• WHAT IS NEEDED:
In the material below, find the line containing "the flower stem" and the line containing "If you would be so good as to mark the white", then reproduce exactly both of them and every line between, and nothing else.

• DATA EXTRACTS:
== Segment start ==
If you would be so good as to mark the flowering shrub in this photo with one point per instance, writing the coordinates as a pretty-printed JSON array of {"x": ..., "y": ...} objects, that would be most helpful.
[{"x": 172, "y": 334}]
== Segment end ==
== Segment start ==
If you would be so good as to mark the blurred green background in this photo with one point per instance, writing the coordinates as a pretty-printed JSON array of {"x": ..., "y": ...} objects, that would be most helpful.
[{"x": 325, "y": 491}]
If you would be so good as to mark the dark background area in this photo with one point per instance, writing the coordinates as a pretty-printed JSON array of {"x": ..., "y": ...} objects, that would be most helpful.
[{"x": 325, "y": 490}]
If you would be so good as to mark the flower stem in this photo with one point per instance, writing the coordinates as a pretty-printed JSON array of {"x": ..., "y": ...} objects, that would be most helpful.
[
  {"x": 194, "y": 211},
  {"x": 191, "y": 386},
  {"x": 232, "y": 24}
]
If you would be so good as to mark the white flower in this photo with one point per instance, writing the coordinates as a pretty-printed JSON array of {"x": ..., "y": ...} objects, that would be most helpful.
== Segment end ==
• ANSWER:
If you would be so good as to mark the flower stem in this photo with one point per instance, writing the coordinates as a pretty-printed JSON array of {"x": ..., "y": ...} objects, that would be most helpful.
[
  {"x": 194, "y": 211},
  {"x": 191, "y": 386},
  {"x": 232, "y": 24}
]
If you would be so good as to mark the white flower in this photo with one point per instance, writing the coordinates as a pretty-printed JSON array of {"x": ..., "y": ...} objects, that would be most helpful.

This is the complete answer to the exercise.